[Natural language region descriptions]
■ ■ ■

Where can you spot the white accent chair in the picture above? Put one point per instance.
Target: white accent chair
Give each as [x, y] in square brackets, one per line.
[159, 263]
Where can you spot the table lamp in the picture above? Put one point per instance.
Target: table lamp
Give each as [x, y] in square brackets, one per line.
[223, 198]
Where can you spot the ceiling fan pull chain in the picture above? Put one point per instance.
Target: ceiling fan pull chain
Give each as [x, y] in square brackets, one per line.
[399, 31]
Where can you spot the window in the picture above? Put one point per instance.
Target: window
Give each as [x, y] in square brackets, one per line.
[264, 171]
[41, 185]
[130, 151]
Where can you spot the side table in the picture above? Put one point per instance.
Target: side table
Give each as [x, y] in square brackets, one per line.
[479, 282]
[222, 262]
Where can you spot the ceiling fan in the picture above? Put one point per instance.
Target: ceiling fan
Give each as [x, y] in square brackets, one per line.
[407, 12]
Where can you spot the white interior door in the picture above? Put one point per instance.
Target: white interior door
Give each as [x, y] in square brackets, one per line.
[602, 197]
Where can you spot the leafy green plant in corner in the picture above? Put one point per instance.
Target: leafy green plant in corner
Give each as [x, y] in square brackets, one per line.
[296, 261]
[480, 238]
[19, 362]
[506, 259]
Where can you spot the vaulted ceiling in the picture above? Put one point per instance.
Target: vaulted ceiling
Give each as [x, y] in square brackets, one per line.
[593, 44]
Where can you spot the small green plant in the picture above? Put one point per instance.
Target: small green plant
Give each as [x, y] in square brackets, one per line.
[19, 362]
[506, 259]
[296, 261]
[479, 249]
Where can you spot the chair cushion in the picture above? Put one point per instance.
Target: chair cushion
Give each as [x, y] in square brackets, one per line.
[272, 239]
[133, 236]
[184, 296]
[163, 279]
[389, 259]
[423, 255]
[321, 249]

■ ■ ■

PROBLEM TO SOLVE: State the number of lines in the preceding entries that include the word "plant". Provide nothing else.

OUTPUT OF THE EXERCISE: 4